• Exercise materials:
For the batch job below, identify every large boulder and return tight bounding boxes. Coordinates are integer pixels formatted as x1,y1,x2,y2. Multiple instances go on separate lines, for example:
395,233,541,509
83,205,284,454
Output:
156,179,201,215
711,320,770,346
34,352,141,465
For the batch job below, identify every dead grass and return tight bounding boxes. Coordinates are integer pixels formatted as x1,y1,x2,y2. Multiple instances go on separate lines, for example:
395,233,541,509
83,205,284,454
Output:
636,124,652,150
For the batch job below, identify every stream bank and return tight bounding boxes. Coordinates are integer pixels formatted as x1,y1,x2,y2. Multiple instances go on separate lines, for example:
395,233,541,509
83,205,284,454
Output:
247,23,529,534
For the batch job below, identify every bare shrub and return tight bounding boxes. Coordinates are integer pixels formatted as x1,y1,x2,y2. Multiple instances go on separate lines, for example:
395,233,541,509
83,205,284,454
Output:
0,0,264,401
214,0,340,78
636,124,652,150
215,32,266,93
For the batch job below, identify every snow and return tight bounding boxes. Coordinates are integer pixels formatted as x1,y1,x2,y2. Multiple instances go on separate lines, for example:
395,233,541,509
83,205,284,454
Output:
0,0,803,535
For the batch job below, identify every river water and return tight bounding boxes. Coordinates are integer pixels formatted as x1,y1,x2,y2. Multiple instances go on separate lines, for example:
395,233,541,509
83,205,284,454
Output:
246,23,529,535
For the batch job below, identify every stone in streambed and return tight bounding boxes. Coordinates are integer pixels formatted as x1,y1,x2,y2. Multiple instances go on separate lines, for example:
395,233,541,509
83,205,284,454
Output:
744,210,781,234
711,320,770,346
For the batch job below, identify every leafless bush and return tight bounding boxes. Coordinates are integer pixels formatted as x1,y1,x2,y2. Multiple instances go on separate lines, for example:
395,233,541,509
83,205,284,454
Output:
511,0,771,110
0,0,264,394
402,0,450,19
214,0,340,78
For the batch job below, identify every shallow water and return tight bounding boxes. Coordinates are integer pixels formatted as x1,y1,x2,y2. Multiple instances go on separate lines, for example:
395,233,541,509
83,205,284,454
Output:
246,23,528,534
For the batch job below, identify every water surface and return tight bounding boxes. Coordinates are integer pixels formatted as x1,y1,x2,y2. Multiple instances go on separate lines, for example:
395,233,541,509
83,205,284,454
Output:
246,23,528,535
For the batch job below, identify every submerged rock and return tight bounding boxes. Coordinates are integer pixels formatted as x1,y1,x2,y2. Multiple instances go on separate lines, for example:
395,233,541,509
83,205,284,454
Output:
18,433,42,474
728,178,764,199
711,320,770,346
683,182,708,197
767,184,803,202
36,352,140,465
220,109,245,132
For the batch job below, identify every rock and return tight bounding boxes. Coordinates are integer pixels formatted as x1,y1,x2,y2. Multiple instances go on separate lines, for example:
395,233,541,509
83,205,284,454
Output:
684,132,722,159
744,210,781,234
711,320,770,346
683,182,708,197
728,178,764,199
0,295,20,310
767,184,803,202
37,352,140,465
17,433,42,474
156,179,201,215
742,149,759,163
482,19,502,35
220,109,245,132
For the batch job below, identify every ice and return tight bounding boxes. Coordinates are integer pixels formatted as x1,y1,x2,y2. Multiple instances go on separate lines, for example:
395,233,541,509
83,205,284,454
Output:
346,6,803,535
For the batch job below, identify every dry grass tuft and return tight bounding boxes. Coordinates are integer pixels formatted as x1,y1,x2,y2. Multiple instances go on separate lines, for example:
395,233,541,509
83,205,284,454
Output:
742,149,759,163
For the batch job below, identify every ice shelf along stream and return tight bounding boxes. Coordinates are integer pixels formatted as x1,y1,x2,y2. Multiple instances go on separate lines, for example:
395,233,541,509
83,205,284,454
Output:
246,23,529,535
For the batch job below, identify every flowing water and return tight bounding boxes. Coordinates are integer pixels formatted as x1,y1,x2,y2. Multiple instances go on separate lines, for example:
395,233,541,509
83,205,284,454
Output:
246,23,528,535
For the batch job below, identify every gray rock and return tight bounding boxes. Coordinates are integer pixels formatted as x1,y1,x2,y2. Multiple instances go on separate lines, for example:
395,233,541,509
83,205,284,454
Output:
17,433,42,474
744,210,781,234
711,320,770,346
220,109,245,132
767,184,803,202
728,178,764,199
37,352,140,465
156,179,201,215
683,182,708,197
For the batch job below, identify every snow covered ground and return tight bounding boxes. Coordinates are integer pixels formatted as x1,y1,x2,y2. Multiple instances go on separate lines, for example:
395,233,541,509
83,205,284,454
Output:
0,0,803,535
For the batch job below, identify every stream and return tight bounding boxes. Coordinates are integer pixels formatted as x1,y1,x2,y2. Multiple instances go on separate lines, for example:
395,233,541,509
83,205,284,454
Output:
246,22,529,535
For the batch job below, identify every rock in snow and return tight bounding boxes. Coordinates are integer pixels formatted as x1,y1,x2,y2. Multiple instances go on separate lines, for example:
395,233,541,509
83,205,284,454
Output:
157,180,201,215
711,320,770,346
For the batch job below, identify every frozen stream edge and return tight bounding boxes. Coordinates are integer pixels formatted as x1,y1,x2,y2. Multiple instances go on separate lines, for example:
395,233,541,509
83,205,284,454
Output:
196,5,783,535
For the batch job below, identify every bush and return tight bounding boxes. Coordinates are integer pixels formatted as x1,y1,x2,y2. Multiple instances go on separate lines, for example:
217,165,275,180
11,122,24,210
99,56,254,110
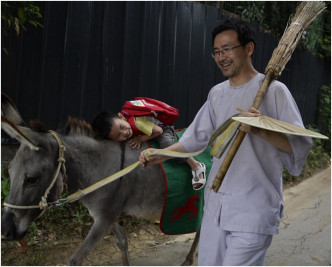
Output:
283,126,331,183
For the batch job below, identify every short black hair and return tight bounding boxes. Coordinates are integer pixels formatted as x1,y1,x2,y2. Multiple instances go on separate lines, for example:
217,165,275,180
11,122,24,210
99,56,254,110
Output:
212,18,256,48
92,111,119,139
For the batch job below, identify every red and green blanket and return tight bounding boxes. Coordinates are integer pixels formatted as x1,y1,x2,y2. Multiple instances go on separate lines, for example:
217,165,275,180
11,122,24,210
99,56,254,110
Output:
150,130,212,235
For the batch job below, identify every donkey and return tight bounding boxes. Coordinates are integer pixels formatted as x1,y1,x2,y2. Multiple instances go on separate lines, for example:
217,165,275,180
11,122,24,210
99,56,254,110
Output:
1,95,199,265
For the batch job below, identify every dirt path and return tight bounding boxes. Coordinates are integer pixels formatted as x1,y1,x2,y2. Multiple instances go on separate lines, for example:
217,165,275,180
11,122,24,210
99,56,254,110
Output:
1,168,331,266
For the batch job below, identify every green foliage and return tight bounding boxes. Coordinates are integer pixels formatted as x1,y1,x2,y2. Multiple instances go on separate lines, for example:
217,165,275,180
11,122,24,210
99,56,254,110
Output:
1,1,43,55
318,85,331,144
1,1,43,36
283,126,331,183
201,1,331,58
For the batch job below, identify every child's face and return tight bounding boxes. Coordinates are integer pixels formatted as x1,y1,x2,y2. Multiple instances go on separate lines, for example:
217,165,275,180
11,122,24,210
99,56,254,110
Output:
108,118,133,142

• Your goal:
How many lines of the records above contain the string "grass"? Case counts. Reply with the number alone.

• Written answer:
2